§ ARTICLE
● ● ● ● ●
Planning a double mild batch, and three different porters. I have some hazelnut to use in one, home made vanilla (imported bourbon beans + bottle of vodka + 8 months) and another of my choc porter. One of these will end up being my case swap beer in July, so they all should be nicely balanced by then.


----------



## praxis178 (31/3/10)

Probably doing a Belgian blonde of some description, a wit and maybe something heavy......probably also of Belgian origin.... 

My sister is going to hate me, she recons I brew too much as it is, but I feel starting a brew every two weeks is just about right.


----------



## manticle (31/3/10)

Thomas J. said:


> I feel starting two brews every week is just about right.




Yeah good start.


----------



## praxis178 (31/3/10)

manticle said:


> Yeah good start.



Thanks for fixing that for me!


----------



## Bizier (31/3/10)

I delayed visiting family for one day and will spend friday brewing.

Mild ale if my 1187 comes tomorrow.
US Pale if it doesn't

Then watching the WRC Jordan leg at 6


----------



## grod5 (31/3/10)

Pale ale on Friday same recipe as the last but upping the late hop additions for a little tweak.

daniel


----------



## scrumpy (31/3/10)

cant believe it, four days off, four empty kegs..... One thirsty dude!!!

brewing a Bitter on Fri and a Yanki Amber on Sat..

really looking forward to a couple of days in the man cave :super:


----------



## winkle (31/3/10)
● ● ● ● ●
§ DATA RECORDS
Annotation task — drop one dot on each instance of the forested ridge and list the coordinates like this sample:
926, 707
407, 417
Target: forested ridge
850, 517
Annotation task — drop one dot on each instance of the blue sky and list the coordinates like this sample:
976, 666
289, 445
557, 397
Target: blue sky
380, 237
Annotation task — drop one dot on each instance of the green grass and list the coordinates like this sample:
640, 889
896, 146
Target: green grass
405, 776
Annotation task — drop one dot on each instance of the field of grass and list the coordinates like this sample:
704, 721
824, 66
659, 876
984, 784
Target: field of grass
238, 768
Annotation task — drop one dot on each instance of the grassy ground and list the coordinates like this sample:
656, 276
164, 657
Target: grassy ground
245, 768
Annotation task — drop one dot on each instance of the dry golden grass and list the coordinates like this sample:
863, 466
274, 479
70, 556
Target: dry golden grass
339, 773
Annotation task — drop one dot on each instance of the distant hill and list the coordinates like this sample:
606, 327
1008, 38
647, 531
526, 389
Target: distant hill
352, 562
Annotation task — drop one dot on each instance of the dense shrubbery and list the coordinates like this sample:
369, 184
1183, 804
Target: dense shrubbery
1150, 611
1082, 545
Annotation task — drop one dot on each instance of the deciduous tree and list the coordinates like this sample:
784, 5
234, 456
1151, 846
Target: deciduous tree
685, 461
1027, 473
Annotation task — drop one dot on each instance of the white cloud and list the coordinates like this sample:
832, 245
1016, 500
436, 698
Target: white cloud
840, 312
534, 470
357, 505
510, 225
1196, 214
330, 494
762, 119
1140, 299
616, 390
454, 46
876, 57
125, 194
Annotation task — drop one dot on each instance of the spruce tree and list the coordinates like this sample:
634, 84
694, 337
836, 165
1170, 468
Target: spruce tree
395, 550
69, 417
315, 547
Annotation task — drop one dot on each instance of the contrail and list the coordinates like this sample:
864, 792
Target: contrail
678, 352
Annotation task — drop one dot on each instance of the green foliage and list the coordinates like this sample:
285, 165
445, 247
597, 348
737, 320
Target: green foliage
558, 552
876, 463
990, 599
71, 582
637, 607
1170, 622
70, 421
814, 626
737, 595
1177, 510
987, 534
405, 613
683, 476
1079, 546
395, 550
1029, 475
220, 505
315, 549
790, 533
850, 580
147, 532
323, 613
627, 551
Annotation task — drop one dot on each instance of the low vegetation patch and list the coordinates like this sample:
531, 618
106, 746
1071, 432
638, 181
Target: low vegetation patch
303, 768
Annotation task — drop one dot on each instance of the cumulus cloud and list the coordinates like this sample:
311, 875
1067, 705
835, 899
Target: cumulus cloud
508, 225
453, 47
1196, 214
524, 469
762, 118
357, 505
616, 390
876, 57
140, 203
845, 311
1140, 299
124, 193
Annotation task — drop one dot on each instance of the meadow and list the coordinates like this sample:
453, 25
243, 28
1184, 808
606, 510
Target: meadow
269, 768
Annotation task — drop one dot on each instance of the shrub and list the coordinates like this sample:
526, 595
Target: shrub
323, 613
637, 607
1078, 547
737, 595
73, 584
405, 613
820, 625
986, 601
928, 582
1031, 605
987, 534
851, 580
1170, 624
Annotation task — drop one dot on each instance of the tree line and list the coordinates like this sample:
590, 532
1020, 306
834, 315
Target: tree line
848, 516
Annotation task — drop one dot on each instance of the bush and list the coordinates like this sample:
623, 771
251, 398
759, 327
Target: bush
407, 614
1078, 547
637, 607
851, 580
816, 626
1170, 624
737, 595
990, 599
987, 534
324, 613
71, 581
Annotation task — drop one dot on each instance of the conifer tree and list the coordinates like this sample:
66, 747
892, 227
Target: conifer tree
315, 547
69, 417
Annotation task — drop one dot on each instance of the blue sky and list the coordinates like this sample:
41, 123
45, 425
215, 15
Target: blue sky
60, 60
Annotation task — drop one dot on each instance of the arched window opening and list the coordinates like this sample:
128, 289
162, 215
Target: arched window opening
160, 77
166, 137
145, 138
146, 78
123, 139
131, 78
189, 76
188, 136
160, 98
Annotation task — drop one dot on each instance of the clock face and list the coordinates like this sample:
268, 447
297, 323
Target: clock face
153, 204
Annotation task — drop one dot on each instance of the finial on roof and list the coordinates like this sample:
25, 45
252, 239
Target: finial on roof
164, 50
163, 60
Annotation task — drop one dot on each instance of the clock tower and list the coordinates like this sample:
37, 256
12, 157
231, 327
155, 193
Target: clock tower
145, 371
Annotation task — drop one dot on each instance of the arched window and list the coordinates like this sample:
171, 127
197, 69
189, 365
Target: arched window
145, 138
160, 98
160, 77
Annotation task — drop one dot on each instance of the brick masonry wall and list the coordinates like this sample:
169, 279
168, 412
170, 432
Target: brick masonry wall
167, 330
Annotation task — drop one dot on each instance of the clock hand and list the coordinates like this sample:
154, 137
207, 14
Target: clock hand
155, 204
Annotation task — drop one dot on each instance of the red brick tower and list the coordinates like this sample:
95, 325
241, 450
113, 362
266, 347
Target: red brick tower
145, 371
● ● ● ● ●
§ TASK INSTRUCTIONS
1: Translate this sentence from the brewing thread into Spanish: "I delayed visiting family for one day and will spend friday brewing."
2: Copy everything in the brewing thread from "Planning a double" down to "balanced by then.", word for word.

§ THE ANSWERS
1: Retrasé un día la visita a mi familia y pasaré el viernes haciendo cerveza.

2:
Planning a double mild batch, and three different porters. I have some hazelnut to use in one, home made vanilla (imported bourbon beans + bottle of vodka + 8 months) and another of my choc porter. One of these will end up being my case swap beer in July, so they all should be nicely balanced by then.